### DATA FOR THIS EXERCISE
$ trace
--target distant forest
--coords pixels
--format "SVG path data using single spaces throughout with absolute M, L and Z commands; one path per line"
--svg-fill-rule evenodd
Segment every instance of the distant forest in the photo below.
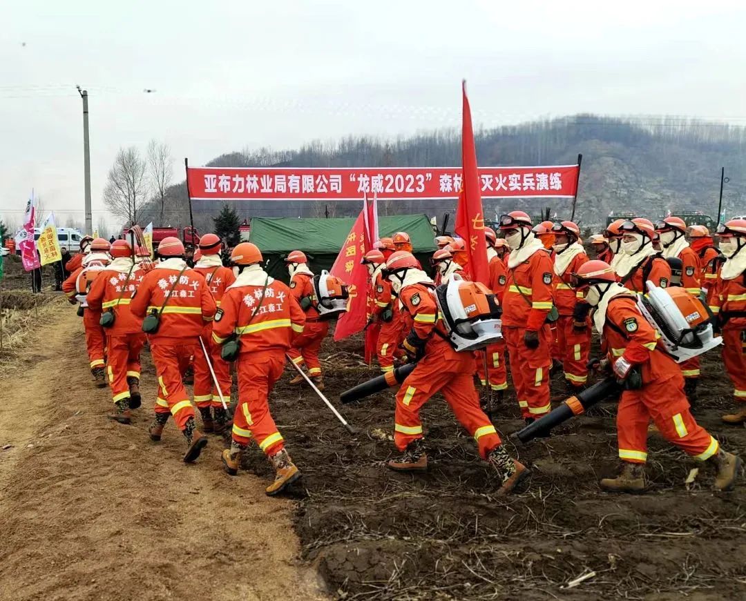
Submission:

### TASK TO CARRY OUT
Reproduce every line of the records above character for character, leaving out the pictures.

### RESPONSE FOR THIS EXERCISE
$ trace
--target distant forest
--coords pixels
--format "SVG path data using single spaces throughout with absolute M, L and Z commands; one path per line"
--svg-fill-rule evenodd
Segment every instance of the distant forest in the photo below.
Submission:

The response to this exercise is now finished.